QUESTIONS TO ANSWER:
1 – Write out the passage from the NeSI research-priorities text exactly, between "Embracing a diverse" and "core user disciplines.", inclusive.
2 – Continue the NeSI research-priorities text from its final sentence.

Support New Zealand's research priorities
Building capabilities within national research collaborations
NeSI continues to provide support to some of the largest national research collaborations in New Zealand, including QuakeCoRE and the Deep South National Challenge. Although the transition between platforms in 2018 led to a period of lower usage for some research groups, this quickly picked up once the new platforms were in operation.
Advancing genomics capabilities in New Zealand
In December 2018, NeSI and Genomics Aotearoa announced a partnership to deliver advanced capabilities and enhanced tools for genomics research in New Zealand. Working with NeSI’s newly launched platform and its specialist team of experts, Genomics Aotearoa research projects will be able to tackle the largest scales and complexities of data available in New Zealand, enabling them to participate in and lead the rapidly developing fields of genomics and bioinformatics. To underpin this partnership, NeSI recruited new bioinformatics expertise to work alongside Genomics Aotearoa researchers to better understand their current and future needs, while also assisting with code optimisation and deployment, genomics application installation, onboarding researchers new to using NeSI’s platform, and other support activities.
“This capability will allow New Zealand to undertake world-class research in what is a very fast-changing field, and will support researchers to respond to New Zealand’s unique needs in health, environment and primary production.”
Embracing a diverse research sector
Throughout 2018, NeSI continued to support a broad range of research disciplines from its traditional big user communities of earth science and chemistry, to newer communities such as medical science and biology. There has been good growth, across a range of disciplines, in the number of active projects each year since NeSI started, with plenty of potential to grow outside of the core user disciplines.
Setting data transfer records on REANNZ
Strategic Science Investment Fund (SSIF) infrastructure plays an essential role in the delivery of services and support to New Zealand’s research sector. A prime example of this was demonstrated in May 2018 when a record level of data travelled over the Research and Education Advanced Network New Zealand (REANNZ) as NeSI began moving the first wave of its users’ research data to its new platforms.

STUDY MATERIAL:
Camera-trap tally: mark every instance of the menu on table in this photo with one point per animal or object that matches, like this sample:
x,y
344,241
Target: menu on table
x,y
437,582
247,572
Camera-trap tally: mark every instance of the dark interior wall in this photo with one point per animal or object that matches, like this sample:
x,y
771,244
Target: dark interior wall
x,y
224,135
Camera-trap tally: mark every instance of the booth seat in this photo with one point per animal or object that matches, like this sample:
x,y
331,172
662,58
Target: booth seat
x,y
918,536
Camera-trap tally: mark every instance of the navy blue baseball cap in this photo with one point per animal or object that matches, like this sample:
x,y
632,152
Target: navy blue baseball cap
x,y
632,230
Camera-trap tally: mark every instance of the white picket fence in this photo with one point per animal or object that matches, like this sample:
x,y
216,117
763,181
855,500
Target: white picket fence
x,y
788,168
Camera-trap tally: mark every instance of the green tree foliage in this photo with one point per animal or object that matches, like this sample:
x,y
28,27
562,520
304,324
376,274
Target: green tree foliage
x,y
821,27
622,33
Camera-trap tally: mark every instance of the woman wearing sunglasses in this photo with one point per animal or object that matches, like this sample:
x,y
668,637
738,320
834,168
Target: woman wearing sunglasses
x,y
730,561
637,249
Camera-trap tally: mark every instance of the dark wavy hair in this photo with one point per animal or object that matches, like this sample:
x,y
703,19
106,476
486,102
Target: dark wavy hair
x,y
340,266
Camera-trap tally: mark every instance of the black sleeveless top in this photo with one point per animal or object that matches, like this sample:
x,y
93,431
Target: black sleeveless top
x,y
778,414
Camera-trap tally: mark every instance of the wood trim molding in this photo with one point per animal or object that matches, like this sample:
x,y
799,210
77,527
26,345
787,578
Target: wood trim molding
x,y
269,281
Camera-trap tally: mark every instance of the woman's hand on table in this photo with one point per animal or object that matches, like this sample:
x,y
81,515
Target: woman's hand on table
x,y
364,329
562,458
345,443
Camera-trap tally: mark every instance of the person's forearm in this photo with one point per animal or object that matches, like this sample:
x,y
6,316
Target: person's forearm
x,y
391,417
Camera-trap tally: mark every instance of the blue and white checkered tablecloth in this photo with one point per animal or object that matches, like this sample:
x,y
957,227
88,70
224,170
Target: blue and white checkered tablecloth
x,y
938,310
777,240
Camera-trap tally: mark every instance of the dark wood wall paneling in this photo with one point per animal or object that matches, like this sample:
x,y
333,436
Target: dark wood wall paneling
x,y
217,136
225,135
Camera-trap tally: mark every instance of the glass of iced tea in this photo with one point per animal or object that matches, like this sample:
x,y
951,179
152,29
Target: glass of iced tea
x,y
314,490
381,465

RESPONSES PER TASK:
1 –
Embracing a diverse research sector
Throughout 2018, NeSI continued to support a broad range of research disciplines from its traditional big user communities of earth science and chemistry, to newer communities such as medical science and biology. There has been good growth, across a range of disciplines, in the number of active projects each year since NeSI started, with plenty of potential to grow outside of the core user disciplines.

2 –
Tens of millions of files and hundreds of terabytes of data were migrated between NeSI’s Pan cluster at the University of Auckland and its new supercomputer, Mahuika, at NIWA’s High Performance Computing Facility (HPCF) in Wellington. Over the course of several weeks, NeSI support staff copied and synchronised the research data on Pan to move it over to the new platform’s storage facilities at the HPCF. Using REANNZ was essential for supporting this massive transfer, as REANNZ’s high capacity, high-speed network was able to handle the loads with little to no disruption to its regular operations.
Overall, NeSI and REANNZ’s working relationship remained strong in 2018, with both organisations focused on contributing to priority research areas and delivering long-term beneficial impacts to New Zealand’s health, economy, environment and society.
Expanding and targeting support efforts
Understanding the research we support is critical to improving our services and identifying which disciplines or research groups should be targeted for further support. In 2018, a new Research Communities Advisor was recruited to take a more active role in understanding NeSI’s user base. Further growth in this team is also planned for 2019.
Also, NeSI’s project application form was reviewed in 2018, and changes were implemented to improve our information collection methods via this process.
Growing broader sector uptake and impacts
NeSI has seen continued uptake of subscriptions within the research sector, comprised of new organisations as well as maintained relationships with subscribers from previous years. By the end of 2018, NeSI had active subscription contracts with nine organisations outside of NeSI’s four collaborators.
Showcasing impacts and benefits to research
Twenty case studies were published in 2018, highlighting the ways NeSI resources, support, and expertise delivered impact and benefit to the New Zealand research sector. The case studies profiled researchers based at NeSI’s collaborator institutions as well as those working with AgResearch, GNS Science, QuakeCoRE, Victoria University of Wellington and projects supporting the Biological Heritage National Science Challenge, Genomics Aotearoa, the UK Met Office, the New Zealand Software Carpentry community, and the New Zealand and Australian Research Software Engineering communities.